● Direction
Reproduce the listing below verbatim.

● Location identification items
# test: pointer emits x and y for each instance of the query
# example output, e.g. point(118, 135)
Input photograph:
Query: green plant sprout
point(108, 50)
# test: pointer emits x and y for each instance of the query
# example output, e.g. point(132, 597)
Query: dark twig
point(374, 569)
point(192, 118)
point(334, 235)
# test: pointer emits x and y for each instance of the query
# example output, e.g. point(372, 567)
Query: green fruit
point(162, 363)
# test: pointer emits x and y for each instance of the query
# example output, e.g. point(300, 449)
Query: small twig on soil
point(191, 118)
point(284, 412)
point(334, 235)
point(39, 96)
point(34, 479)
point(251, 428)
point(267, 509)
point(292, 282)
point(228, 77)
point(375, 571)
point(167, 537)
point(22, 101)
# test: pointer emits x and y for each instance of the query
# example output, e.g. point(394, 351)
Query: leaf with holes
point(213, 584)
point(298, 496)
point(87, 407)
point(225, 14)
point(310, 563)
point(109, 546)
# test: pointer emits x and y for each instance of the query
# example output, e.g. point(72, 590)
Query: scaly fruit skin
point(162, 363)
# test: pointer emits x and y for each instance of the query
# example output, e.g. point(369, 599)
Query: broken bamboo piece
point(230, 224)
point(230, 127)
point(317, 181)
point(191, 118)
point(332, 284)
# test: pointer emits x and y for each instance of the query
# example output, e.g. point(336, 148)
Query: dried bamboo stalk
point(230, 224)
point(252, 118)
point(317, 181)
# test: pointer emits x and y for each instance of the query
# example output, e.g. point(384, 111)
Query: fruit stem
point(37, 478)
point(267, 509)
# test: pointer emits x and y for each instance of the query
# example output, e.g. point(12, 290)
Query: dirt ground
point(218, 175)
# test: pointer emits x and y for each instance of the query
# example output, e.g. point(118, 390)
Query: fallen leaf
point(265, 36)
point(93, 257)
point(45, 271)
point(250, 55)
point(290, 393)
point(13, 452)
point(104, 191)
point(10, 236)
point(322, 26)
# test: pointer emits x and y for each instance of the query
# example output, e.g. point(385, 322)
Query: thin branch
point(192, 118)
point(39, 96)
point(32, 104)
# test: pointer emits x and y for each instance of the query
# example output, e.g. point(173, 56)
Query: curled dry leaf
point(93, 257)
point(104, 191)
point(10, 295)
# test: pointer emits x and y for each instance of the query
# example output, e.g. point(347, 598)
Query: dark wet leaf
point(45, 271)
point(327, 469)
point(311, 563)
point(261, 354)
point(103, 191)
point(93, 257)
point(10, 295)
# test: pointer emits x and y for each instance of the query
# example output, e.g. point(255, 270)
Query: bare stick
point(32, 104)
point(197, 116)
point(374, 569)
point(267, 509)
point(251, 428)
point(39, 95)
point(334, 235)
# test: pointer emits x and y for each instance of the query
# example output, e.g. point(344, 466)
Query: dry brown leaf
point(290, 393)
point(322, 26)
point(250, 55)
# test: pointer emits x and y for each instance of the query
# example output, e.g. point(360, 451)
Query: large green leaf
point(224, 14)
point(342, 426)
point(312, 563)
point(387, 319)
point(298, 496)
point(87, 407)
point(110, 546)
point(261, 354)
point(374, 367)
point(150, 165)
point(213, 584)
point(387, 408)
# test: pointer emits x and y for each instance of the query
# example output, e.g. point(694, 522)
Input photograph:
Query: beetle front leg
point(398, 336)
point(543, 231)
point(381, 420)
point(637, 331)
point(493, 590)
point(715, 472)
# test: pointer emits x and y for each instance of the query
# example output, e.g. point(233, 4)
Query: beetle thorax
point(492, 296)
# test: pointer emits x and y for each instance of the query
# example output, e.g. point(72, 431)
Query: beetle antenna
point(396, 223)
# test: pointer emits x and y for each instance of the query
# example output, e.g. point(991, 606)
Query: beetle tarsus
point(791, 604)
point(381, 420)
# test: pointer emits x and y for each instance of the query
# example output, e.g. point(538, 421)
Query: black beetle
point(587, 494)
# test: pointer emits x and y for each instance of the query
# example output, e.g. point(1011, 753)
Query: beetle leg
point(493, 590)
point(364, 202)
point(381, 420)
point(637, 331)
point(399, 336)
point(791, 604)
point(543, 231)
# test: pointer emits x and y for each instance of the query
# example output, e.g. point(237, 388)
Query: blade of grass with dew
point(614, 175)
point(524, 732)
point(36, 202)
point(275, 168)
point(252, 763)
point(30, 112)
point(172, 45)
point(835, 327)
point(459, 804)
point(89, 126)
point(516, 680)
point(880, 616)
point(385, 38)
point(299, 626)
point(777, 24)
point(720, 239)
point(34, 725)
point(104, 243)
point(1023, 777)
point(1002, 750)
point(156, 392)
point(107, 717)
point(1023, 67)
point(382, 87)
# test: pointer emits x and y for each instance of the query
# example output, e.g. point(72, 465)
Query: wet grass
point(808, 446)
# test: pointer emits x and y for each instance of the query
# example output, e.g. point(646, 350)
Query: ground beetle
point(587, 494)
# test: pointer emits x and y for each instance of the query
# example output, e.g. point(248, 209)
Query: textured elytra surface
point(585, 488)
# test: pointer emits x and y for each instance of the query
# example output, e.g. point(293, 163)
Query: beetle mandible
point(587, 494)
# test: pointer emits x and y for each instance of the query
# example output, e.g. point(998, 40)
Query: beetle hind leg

● Reply
# test: pointer emits x and y for each instance of the query
# example output, e.g. point(118, 135)
Input photograph:
Query: green plant sprout
point(108, 50)
# test: pointer emits x and y for each instance of the query
# example output, e.g. point(132, 597)
Query: dark twig
point(374, 569)
point(192, 118)
point(334, 235)
# test: pointer emits x and y for each instance of the query
# example output, e.g. point(372, 567)
Query: green fruit
point(162, 363)
# test: pointer emits x and y for each instance of the query
# example output, e.g. point(300, 449)
Query: small twig on soil
point(191, 118)
point(284, 412)
point(334, 235)
point(39, 96)
point(34, 479)
point(251, 428)
point(267, 509)
point(292, 282)
point(228, 77)
point(375, 571)
point(167, 537)
point(22, 101)
# test: pointer emits x and y for each instance of the query
# example output, e.g. point(394, 351)
Query: leaf with holes
point(213, 584)
point(298, 496)
point(87, 407)
point(225, 14)
point(310, 563)
point(109, 546)
# test: pointer emits x and y for each instance of the query
# example output, e.g. point(72, 590)
Query: scaly fruit skin
point(162, 363)
# test: pointer emits x and y for each instance of the query
# example output, e.g. point(369, 599)
Query: broken bamboo piece
point(230, 224)
point(230, 127)
point(317, 181)
point(191, 118)
point(332, 284)
# test: pointer emits x and y for each instance of the query
# example output, e.g. point(336, 148)
Query: dried bamboo stalk
point(230, 224)
point(252, 118)
point(317, 181)
# test: pointer emits x and y for each instance of the query
# example output, e.g. point(384, 111)
Query: fruit stem
point(37, 478)
point(267, 509)
# test: pointer emits x and y for each instance of the query
# example output, e.g. point(12, 290)
Query: dirt ground
point(218, 175)
# test: pointer emits x and y for each instance of the query
# example output, e.g. point(118, 390)
Query: fallen leaf
point(265, 36)
point(93, 257)
point(45, 271)
point(250, 55)
point(290, 393)
point(13, 452)
point(104, 191)
point(10, 236)
point(322, 26)
# test: pointer emits x and y for each instance of the query
# example output, e.g. point(385, 322)
Query: thin branch
point(192, 118)
point(39, 96)
point(32, 104)
# test: pointer emits x and y for each instance of the query
# example output, e.g. point(173, 56)
Query: curled dry leaf
point(93, 257)
point(104, 191)
point(10, 295)
# test: pointer emits x and y for each instance of the query
# example output, e.g. point(347, 598)
Query: dark wet leaf
point(45, 271)
point(327, 469)
point(311, 563)
point(261, 354)
point(103, 191)
point(93, 257)
point(10, 295)
# test: pointer emits x and y for each instance of the query
# example output, e.g. point(255, 270)
Query: bare stick
point(32, 104)
point(197, 116)
point(374, 569)
point(267, 509)
point(251, 428)
point(39, 95)
point(334, 235)
# test: pointer emits x and y for each instance of the query
# example output, e.g. point(344, 466)
Query: dry brown leaf
point(290, 393)
point(322, 26)
point(250, 55)
# test: pointer emits x and y for each instance of the query
# example output, e.g. point(360, 451)
Query: large green leaf
point(224, 14)
point(342, 426)
point(312, 563)
point(387, 319)
point(298, 496)
point(87, 407)
point(110, 546)
point(261, 354)
point(374, 367)
point(150, 165)
point(213, 584)
point(387, 408)
# test: pointer emits x and y for each instance of the query
# example output, e.g. point(694, 522)
Input photograph:
Query: beetle front leg
point(398, 336)
point(543, 231)
point(381, 420)
point(637, 331)
point(493, 590)
point(715, 472)
# test: pointer emits x and y for each instance of the query
# example output, e.g. point(233, 4)
Query: beetle thorax
point(492, 296)
# test: pointer emits x and y for each instance of the query
# example output, e.g. point(72, 431)
Query: beetle antenna
point(396, 223)
# test: pointer emits x and y for each instance of the query
# example output, e.g. point(991, 606)
Query: beetle tarsus
point(791, 604)
point(381, 420)
# test: pointer emits x and y for each instance of the query
# example output, e.g. point(538, 421)
Query: black beetle
point(587, 494)
# test: pointer emits x and y for each instance of the query
# example output, e.g. point(1011, 753)
Query: beetle leg
point(493, 590)
point(364, 202)
point(381, 420)
point(637, 331)
point(399, 336)
point(791, 604)
point(543, 231)
# test: pointer emits x and y for each instance of the query
# example output, e.g. point(237, 388)
Query: blade of grass with dew
point(614, 175)
point(524, 732)
point(36, 202)
point(275, 168)
point(252, 763)
point(30, 112)
point(172, 45)
point(835, 327)
point(459, 804)
point(89, 126)
point(516, 680)
point(880, 616)
point(385, 38)
point(299, 626)
point(777, 24)
point(720, 239)
point(34, 725)
point(104, 243)
point(1023, 777)
point(1002, 750)
point(156, 392)
point(107, 717)
point(1023, 67)
point(382, 87)
# test: pointer emits x and y for each instance of the query
# example output, e.g. point(72, 465)
Query: wet grass
point(808, 446)
# test: pointer emits x and y for each instance of the query
# example output, e.g. point(646, 350)
Query: ground beetle
point(587, 494)
# test: pointer emits x and y for each instance of the query
# example output, e.g. point(248, 209)
Query: textured elytra surface
point(585, 488)
# test: pointer emits x and y for each instance of the query
# example output, e.g. point(293, 163)
Query: beetle mandible
point(587, 494)
# test: pointer emits x and y for each instance of the query
# example output, e.g. point(998, 40)
Query: beetle hind leg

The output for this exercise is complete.